+++ Extrait +++

Le camp de Shu’fat où ont été parqués les Palestiniens expulsés de Jérusalem en 1948 et 1967 témoigne de la purification ethnique dans la partie occidentale de la ville. Côté oriental, près de 200 000 Israéliens se sont progressivement installés au gré des expulsions de Palestiniens qui ne sont plus que 270 000. La situation des autres camps de réfugiés en Cisjordanie est similaire.
(*) Selon l’UNRWA, près de 750 000 Palestiniens se sont réfugiés dans les pays limitrophes (175 000 à Gaza, 290 000 en Cisjordanie, 80 000 en Transjordanie, 110 000 au Liban,
90 000 en Syrie) mais également aux Etats-Unis et en Europe.
(**) Il n’existe pas de nationalité “israélienne” au sens universel du terme. Le passeport israélien porte en effet les mentions ‘‘Arabe’’ et ‘‘Juif’’.
(***) Voir entretien avec le refuznik Youval Lotum, habitant du quartier Ajami. Voir également les films israéliens, «Ajami» ainsi que «La mécanique de l’orange», qui rendent compte on ne peut mieux de la mécanique du nettoyage ethnique à Jaffa et de la violence qui s’installe dans son quartier arabe du fait de la colonisation croissante.

+++ Liste +++

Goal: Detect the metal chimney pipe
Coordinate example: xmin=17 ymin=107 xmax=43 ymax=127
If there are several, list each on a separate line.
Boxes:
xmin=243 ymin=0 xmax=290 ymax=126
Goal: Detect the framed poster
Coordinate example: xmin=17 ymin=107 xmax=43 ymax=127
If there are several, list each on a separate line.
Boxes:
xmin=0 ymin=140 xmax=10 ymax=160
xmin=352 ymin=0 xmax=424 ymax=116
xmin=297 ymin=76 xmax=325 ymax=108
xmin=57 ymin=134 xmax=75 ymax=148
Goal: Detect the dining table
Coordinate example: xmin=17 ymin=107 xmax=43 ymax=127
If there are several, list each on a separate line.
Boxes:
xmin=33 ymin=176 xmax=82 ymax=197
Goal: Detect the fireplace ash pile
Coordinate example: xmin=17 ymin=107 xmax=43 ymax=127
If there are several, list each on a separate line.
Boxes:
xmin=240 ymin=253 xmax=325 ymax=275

+++
+++ Liste +++

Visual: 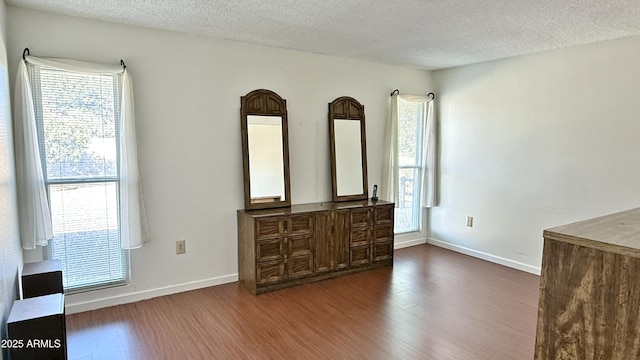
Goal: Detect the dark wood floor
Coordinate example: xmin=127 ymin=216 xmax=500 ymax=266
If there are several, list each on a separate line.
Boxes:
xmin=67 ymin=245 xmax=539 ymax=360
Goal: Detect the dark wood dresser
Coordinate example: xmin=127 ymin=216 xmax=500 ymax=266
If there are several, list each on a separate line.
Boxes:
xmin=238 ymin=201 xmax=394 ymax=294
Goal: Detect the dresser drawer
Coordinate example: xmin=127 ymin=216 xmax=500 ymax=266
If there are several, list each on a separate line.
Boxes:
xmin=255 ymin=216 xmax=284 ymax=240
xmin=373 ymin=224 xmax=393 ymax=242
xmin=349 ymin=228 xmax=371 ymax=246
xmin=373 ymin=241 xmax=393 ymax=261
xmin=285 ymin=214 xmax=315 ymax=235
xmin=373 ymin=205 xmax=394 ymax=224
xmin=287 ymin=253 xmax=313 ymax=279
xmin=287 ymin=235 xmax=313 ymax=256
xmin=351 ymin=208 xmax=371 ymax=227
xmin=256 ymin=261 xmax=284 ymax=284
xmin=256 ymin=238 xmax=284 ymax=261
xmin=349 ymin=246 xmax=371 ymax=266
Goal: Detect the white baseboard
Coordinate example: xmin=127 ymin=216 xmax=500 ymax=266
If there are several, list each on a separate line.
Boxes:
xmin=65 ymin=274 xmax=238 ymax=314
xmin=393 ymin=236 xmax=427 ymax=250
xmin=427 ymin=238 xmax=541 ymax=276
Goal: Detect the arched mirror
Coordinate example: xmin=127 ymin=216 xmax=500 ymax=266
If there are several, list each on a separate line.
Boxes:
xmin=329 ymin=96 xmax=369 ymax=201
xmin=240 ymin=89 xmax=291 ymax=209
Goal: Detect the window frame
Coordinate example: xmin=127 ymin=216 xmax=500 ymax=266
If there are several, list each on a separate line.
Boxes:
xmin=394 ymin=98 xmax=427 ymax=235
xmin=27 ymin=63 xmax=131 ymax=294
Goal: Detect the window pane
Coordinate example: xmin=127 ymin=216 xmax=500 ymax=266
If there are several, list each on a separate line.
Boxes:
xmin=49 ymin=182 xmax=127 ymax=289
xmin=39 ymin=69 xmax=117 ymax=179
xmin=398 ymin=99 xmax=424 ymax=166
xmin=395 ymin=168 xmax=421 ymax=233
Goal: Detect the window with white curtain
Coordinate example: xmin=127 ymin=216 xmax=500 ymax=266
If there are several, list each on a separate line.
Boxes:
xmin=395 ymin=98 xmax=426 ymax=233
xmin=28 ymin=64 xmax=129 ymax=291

+++
+++ Liste +++

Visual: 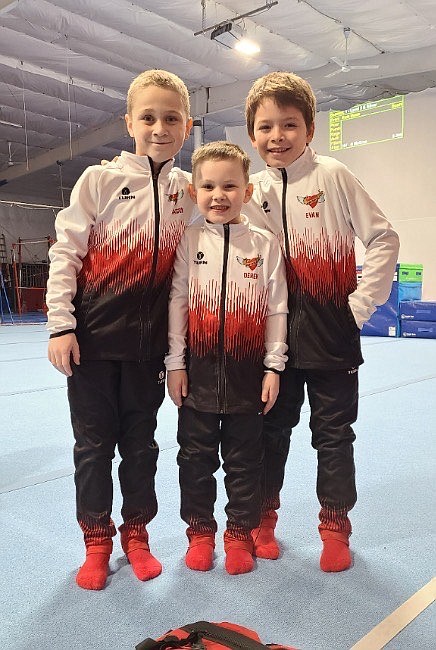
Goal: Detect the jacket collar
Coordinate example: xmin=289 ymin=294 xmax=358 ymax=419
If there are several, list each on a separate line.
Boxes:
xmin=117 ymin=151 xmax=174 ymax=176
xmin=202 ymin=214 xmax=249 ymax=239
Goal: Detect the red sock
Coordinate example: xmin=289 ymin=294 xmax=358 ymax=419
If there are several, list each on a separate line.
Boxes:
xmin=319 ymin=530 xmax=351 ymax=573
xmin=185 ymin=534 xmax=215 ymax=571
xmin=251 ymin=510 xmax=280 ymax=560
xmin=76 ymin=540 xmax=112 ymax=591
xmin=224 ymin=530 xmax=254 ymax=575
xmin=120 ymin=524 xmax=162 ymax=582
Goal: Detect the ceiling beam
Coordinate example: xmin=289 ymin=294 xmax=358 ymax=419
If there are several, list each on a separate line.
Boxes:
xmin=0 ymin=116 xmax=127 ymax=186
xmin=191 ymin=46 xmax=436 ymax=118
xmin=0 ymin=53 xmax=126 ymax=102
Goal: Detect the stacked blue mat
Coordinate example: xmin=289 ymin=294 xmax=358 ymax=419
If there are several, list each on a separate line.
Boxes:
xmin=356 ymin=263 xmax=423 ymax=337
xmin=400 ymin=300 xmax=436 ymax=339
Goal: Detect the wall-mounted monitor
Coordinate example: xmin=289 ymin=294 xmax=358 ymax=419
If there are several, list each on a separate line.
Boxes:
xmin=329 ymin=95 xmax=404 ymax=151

+++

▶ **Objectif de l'exercice**
Reproduisez, s'il vous plaît, le passage de l'extrait en commençant par « (*) Selon l’UNRWA, près » et en allant jusqu'à « mentions ‘‘Arabe’’ et ‘‘Juif’’. ».

▶ **Réponse correcte**
(*) Selon l’UNRWA, près de 750 000 Palestiniens se sont réfugiés dans les pays limitrophes (175 000 à Gaza, 290 000 en Cisjordanie, 80 000 en Transjordanie, 110 000 au Liban,
90 000 en Syrie) mais également aux Etats-Unis et en Europe.
(**) Il n’existe pas de nationalité “israélienne” au sens universel du terme. Le passeport israélien porte en effet les mentions ‘‘Arabe’’ et ‘‘Juif’’.